» Given text

/---

There are cyclic variations in the thickness of the exposed sedimentary layers, possibly indicating cyclic variations in environmental conditions while the sediment was being laid down. Most of the layers are parallel to each other, suggesting they formed by vertical settling, but a few are cross-bedded, indicating that at the time that the layers were deposited the sediment was transported along the ground surface by wind or water. The sedimentary material appears to be easily eroded and active wind erosion may be continuing to the current day.
There is a crater nearly 50 kilometers in diameter inside the 167-kilometer Becquerel Crater. This image shows layered blocks tilted at high angles, diverse color and textures and dark dunes. Some of the bedrock may have originated at great depths, uplifted first by Becquerel Crater and later by the unnamed 50-kilometer crater. Very complex geology here.

\---

Mask labeling listing
/---

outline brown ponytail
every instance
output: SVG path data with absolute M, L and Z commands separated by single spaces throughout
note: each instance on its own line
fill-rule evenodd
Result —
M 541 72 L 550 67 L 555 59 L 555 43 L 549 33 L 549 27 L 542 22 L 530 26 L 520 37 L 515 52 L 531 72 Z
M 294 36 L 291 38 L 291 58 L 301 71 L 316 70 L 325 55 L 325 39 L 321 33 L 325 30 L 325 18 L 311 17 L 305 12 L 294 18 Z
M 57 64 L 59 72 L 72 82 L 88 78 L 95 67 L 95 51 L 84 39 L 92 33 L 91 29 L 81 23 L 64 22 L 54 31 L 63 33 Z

\---

» Jobs
1. According to the given text, how wide is Becquerel Crater?
2. Echo every line of the listing above with no changes.

» Responses per task
1. 167 kilometers

2.
outline brown ponytail
every instance
output: SVG path data with absolute M, L and Z commands separated by single spaces throughout
note: each instance on its own line
fill-rule evenodd
Result —
M 541 72 L 550 67 L 555 59 L 555 43 L 549 33 L 549 27 L 542 22 L 530 26 L 520 37 L 515 52 L 531 72 Z
M 294 36 L 291 38 L 291 58 L 301 71 L 316 70 L 325 55 L 325 39 L 321 33 L 325 30 L 325 18 L 311 17 L 305 12 L 294 18 Z
M 57 64 L 59 72 L 72 82 L 88 78 L 95 67 L 95 51 L 84 39 L 92 33 L 91 29 L 81 23 L 64 22 L 54 31 L 63 33 Z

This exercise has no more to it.